Updated on June 24, 2016
Picture courtesy of Med Art ~
Picture courtesy of Med Art ~

The Liver

The liver is the largest internal organ in the human body. It is located under the diaphragm on the right side of the upper abdomen, on the right of the stomach.

It is divided into 4 unevenly sized sections, called lobes.

Oxygenated blood enters the liver into the right lobe from the hepatic artery.

Blood from the spleen, pancreas and small intestine, carrying the nutrients and byproducts of food digestion, enters from the portal vein, also into the right lobe.

Deoxygenated blood is carried away by the hepatic veins and eventually back to the heart.

All functions are carried out by the hepatic cells, which make up 60% of the liver.

Superior view of the liver - Gray's Anatomy, 1918
Superior view of the liver - Gray's Anatomy, 1918
Inferior view of the liver -  Gray's Anatomy, 1918
Inferior view of the liver - Gray's Anatomy, 1918

These functions are:

  • Production of bile (or gall) ... Secreted by the liver, bile either drains directly into the duodenum, or it travels to the gallbladder where it is stored and concentrated until it is required.
  • Bile salts increase the absorption of fats, and help the body absorb vitamins A, D, E and K.
  • Bile also helps the body remove damaged red blood cells.
  • Breaking down of insulin, and other hormones.
  • Regulation of blood sugar level by converting sugars and storing and releasing them as required.
  • Creation of cholesterol (required by every cell) and triglycerides (fats required for metabolism).
  • Conversion of the metabolic waste product ammonia to urea (which is excreted by the kidney.)
  • Production of blood proteins including blood clotting factors.
  • Breaking down of toxic substances, including drugs and alcohol.
  • Destruction of cell debris and microbes.
  • Storage of iron, vitamin B12, copper, glycogen, and a wide range of other substances required by the body.

Work to complete -
**A)** In the liver passage, what share of the liver is made up of hepatic cells?
**B)** Copy the liver passage word for word from "Blood from the" to "it is required.".

Provided information -
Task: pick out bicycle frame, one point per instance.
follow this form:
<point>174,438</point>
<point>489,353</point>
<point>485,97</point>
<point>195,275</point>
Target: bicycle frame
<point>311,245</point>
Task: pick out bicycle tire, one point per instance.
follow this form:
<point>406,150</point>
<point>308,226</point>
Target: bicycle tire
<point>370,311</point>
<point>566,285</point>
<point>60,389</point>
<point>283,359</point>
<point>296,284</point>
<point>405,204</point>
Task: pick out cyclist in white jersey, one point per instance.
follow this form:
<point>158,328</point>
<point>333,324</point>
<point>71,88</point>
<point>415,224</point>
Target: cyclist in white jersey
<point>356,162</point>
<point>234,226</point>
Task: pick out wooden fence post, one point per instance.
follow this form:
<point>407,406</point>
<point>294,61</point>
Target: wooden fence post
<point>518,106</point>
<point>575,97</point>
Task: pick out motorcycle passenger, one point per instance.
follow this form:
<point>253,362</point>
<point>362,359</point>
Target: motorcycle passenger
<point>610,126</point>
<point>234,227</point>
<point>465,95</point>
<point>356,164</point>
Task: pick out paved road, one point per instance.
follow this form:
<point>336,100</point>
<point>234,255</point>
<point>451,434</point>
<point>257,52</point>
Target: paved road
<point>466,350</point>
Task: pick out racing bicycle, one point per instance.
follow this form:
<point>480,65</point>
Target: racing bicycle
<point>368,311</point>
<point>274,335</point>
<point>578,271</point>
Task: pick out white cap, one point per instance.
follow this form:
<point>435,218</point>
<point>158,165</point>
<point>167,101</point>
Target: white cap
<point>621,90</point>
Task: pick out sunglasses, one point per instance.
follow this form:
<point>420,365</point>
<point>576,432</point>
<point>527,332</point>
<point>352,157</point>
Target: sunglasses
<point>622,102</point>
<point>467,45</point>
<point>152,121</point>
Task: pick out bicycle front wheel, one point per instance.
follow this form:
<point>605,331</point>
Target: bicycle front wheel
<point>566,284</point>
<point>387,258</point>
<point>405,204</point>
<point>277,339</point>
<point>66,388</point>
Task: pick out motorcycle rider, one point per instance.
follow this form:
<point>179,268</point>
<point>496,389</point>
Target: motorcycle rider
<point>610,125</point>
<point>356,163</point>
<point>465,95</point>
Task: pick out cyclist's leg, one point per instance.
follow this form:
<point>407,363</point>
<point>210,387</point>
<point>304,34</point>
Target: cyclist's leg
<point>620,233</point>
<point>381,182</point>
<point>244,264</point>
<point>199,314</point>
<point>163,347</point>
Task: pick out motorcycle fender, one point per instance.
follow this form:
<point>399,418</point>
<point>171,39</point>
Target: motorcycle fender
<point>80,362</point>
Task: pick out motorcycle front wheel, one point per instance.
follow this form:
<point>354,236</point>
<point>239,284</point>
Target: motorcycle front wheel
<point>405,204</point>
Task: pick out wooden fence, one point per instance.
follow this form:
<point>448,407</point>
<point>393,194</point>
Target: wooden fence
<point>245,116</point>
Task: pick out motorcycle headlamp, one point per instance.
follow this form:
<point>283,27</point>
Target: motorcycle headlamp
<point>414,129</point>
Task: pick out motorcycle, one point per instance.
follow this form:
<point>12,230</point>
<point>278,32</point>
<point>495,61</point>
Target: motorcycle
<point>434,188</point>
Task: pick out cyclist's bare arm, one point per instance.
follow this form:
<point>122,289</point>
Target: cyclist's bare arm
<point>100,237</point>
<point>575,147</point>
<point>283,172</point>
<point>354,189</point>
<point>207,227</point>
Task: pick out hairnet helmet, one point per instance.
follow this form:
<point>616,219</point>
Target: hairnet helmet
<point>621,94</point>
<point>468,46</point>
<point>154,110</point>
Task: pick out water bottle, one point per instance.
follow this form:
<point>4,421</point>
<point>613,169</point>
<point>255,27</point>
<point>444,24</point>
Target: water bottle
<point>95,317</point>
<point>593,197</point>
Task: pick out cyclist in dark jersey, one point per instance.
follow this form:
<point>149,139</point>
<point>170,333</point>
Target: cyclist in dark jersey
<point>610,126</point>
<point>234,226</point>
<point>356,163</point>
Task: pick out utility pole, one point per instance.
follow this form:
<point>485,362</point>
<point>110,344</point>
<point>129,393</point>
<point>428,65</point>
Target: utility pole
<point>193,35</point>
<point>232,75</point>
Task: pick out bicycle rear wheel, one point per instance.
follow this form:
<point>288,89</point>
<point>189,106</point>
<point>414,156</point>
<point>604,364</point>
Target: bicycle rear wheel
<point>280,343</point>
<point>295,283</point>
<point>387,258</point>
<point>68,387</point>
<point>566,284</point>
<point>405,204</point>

Set of answers -
**A)** Hepatic cells make up 60% of the liver.

**B)**
Blood from the spleen, pancreas and small intestine, carrying the nutrients and byproducts of food digestion, enters from the portal vein, also into the right lobe.

Deoxygenated blood is carried away by the hepatic veins and eventually back to the heart.

All functions are carried out by the hepatic cells, which make up 60% of the liver.

Superior view of the liver - Gray's Anatomy, 1918
Superior view of the liver - Gray's Anatomy, 1918
Inferior view of the liver -  Gray's Anatomy, 1918
Inferior view of the liver - Gray's Anatomy, 1918

These functions are:

  • Production of bile (or gall) ... Secreted by the liver, bile either drains directly into the duodenum, or it travels to the gallbladder where it is stored and concentrated until it is required.